**Problem to solve**
How many lines in the entries below contain the word "thorax"? Give only the number.

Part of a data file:
────

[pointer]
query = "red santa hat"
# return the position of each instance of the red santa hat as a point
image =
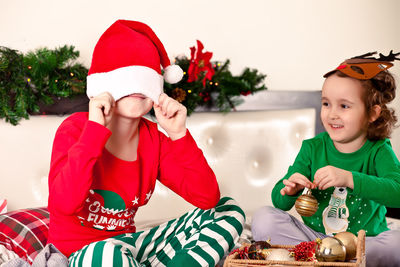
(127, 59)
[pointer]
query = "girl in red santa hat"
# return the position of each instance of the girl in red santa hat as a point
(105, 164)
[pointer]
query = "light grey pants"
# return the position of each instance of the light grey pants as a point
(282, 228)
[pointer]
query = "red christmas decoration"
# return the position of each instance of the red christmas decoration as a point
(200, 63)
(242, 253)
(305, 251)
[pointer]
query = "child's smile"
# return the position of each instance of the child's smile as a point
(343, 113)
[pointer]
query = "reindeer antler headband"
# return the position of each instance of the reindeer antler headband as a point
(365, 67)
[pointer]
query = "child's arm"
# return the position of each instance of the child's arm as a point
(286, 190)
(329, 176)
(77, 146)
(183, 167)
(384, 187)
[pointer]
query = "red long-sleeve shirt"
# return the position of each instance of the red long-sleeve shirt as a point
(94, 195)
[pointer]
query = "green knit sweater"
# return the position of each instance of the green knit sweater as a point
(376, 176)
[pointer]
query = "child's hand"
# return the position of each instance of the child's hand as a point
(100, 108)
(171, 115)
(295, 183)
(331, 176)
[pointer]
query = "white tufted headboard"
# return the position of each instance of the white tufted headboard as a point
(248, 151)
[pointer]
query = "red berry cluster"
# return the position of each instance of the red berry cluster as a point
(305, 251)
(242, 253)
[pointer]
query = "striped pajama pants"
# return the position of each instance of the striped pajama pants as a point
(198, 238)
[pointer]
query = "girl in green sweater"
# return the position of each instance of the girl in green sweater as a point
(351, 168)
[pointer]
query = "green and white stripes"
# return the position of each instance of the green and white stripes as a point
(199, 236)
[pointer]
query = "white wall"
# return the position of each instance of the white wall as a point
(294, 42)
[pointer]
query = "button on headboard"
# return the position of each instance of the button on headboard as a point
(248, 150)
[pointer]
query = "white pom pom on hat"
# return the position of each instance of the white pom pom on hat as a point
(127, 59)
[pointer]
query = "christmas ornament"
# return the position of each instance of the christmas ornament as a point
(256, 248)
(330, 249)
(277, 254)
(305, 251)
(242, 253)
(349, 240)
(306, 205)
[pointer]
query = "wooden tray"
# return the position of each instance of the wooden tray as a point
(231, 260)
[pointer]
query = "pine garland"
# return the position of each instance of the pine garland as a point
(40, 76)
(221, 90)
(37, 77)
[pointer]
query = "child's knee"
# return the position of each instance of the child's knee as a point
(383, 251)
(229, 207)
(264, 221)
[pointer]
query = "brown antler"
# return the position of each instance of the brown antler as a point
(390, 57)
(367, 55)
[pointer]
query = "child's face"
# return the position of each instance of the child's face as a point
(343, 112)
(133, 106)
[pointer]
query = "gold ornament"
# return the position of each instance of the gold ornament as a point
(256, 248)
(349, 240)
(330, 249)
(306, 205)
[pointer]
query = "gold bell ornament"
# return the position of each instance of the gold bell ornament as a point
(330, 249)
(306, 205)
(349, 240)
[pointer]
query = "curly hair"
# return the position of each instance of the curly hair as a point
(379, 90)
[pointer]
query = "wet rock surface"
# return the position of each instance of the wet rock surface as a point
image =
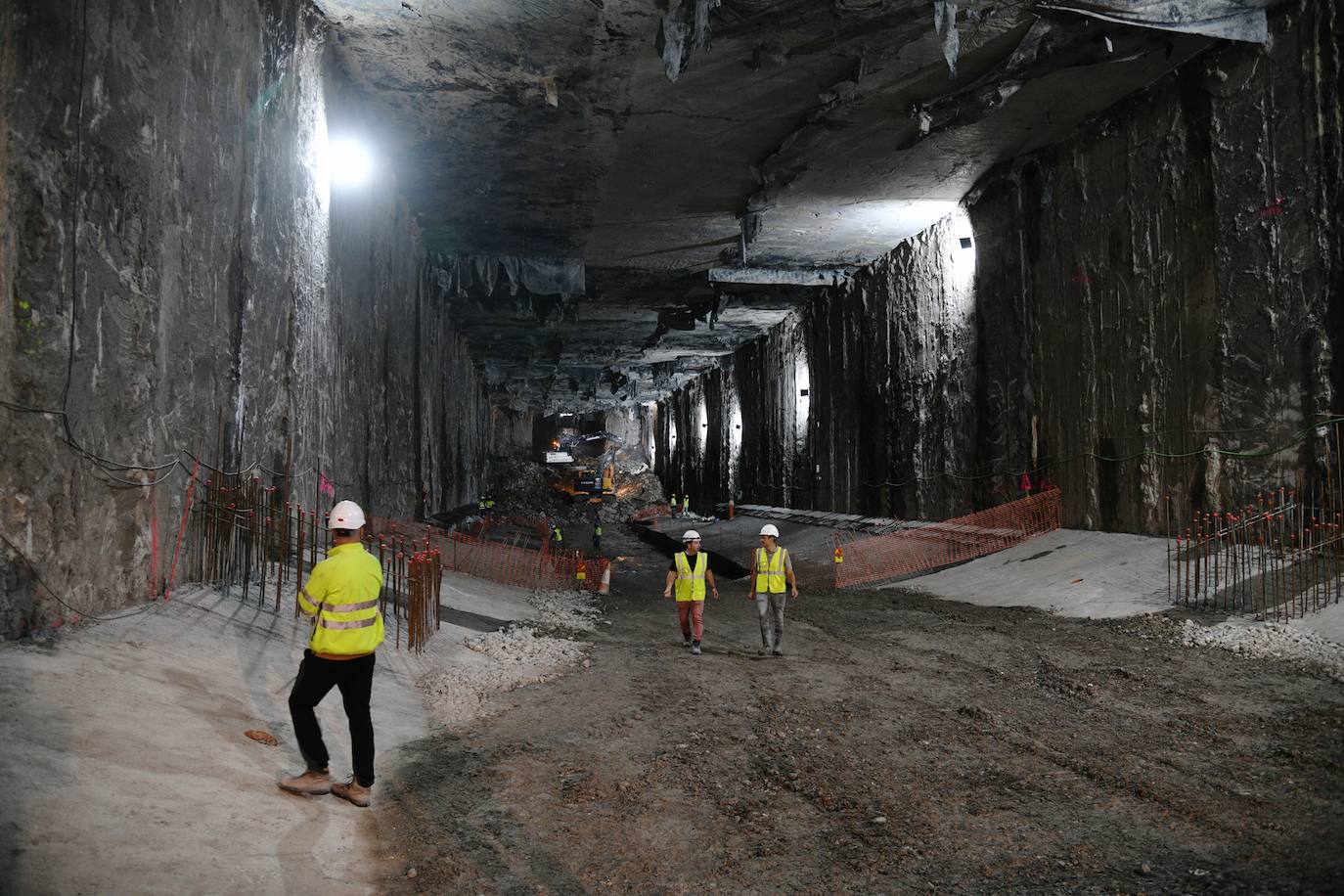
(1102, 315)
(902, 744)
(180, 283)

────

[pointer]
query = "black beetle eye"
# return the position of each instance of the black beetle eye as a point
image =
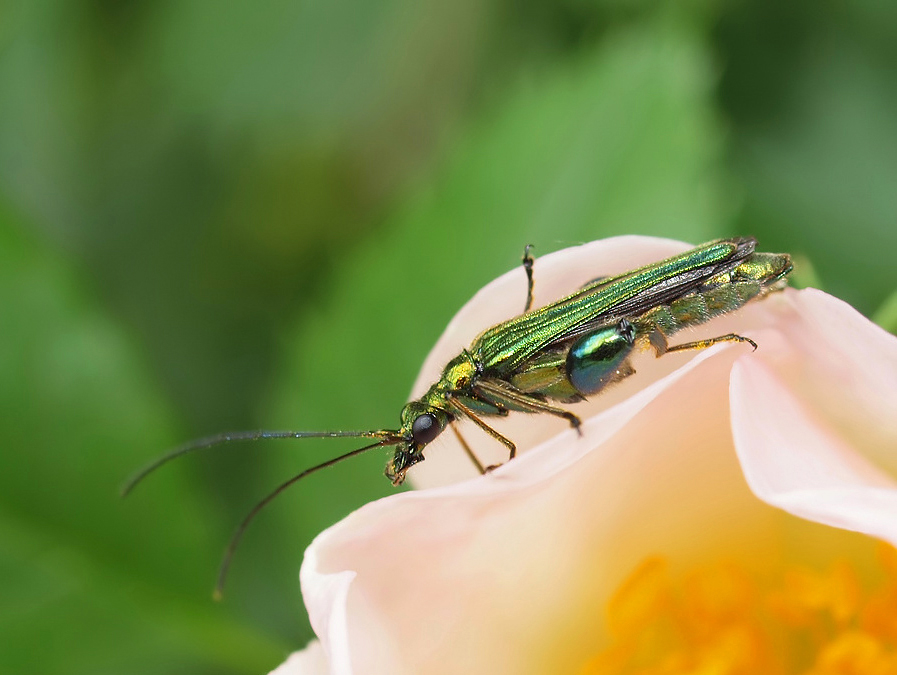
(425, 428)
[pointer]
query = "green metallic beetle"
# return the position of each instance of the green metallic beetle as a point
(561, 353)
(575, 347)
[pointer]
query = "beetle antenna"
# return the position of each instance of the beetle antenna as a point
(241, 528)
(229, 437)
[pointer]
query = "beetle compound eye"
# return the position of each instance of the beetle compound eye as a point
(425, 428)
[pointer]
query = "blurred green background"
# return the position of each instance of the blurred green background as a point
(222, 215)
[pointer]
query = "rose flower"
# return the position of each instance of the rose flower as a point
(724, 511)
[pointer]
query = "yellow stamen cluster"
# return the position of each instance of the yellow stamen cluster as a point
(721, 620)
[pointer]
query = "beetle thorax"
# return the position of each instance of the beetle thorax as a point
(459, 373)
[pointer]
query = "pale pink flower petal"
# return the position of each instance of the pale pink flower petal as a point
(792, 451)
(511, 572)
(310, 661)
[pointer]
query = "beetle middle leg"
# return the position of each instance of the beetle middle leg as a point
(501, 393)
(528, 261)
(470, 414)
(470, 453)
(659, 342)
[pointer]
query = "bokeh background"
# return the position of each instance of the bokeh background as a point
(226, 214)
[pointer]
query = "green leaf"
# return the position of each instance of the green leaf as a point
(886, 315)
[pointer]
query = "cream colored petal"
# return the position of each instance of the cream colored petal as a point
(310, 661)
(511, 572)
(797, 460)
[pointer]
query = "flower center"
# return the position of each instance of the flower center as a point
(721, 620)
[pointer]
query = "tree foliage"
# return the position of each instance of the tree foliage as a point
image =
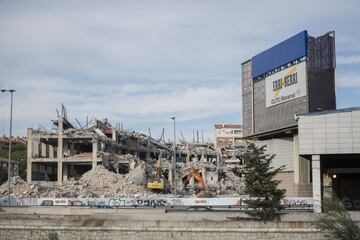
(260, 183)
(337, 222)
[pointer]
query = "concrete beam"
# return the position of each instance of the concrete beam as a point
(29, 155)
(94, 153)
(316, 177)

────

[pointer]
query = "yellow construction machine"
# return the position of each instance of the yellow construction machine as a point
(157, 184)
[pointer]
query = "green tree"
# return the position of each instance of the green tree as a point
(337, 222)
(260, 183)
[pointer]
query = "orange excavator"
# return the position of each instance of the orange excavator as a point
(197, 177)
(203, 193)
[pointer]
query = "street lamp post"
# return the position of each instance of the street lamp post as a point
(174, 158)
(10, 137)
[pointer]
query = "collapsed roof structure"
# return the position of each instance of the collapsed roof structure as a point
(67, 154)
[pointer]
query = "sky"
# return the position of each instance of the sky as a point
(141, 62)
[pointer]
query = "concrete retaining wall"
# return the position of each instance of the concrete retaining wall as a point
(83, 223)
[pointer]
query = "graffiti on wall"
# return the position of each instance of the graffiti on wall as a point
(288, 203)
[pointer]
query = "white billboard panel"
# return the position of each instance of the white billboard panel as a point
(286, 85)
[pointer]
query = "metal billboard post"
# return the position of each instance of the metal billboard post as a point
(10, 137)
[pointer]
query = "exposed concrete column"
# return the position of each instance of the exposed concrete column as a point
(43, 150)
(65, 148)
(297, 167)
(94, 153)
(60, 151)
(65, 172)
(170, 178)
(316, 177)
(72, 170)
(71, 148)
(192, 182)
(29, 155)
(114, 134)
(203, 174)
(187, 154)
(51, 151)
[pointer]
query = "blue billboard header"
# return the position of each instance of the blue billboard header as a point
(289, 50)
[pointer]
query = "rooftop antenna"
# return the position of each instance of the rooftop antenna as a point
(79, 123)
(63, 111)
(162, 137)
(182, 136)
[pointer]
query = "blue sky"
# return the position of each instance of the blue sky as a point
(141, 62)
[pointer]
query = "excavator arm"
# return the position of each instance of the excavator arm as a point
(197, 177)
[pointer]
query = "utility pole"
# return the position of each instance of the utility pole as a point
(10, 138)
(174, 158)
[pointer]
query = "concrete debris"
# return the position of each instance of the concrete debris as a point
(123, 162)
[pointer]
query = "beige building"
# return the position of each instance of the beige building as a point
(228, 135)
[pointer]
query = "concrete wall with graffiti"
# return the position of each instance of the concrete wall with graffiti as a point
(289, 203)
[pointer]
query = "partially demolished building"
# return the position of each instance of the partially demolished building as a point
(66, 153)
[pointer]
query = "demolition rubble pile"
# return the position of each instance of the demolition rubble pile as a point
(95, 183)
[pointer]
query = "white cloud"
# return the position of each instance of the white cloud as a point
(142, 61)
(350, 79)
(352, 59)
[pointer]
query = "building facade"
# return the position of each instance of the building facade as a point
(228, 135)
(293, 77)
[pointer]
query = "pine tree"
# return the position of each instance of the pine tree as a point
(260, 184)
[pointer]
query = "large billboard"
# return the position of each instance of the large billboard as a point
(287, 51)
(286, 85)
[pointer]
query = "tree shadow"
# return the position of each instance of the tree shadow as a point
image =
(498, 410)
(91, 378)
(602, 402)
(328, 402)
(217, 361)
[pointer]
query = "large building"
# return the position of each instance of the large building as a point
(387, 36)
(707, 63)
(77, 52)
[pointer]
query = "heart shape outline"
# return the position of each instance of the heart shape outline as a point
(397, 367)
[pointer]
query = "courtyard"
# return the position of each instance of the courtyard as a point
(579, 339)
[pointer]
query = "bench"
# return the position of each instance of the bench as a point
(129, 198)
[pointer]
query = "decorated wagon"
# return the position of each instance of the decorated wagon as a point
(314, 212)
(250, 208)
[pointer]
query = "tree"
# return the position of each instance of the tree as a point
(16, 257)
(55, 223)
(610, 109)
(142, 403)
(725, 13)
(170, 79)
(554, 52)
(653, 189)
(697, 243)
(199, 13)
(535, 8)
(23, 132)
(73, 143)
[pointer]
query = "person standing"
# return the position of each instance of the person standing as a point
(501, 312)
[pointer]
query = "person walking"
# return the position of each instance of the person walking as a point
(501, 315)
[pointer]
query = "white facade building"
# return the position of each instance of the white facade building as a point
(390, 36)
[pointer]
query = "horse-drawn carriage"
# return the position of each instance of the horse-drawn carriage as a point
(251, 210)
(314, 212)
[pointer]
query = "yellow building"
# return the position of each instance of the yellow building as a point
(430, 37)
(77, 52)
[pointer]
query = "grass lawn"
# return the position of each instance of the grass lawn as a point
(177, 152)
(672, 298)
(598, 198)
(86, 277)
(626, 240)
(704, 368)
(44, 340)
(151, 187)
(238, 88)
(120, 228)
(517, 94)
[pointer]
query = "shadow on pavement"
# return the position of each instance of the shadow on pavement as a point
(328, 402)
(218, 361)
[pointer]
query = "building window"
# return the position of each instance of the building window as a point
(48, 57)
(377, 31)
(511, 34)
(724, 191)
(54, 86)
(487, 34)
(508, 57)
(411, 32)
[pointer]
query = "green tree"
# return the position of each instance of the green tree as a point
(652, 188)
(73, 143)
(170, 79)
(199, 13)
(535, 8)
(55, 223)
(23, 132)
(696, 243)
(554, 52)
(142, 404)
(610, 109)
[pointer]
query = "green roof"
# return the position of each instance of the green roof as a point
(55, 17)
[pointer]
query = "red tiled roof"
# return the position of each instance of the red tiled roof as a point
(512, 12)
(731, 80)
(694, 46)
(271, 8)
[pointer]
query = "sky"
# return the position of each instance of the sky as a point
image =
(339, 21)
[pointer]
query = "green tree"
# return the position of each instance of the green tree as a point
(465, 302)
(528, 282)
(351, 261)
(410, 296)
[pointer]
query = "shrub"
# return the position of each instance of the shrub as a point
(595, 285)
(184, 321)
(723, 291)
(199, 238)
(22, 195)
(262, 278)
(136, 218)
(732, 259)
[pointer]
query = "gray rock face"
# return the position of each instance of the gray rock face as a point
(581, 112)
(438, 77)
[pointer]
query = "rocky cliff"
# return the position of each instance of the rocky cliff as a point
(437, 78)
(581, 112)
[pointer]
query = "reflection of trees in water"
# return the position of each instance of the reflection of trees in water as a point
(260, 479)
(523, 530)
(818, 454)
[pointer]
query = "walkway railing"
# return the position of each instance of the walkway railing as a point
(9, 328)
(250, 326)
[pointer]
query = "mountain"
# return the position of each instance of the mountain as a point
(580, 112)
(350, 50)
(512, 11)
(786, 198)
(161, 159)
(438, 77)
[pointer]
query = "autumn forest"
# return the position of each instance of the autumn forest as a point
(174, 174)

────

**Written answer**
2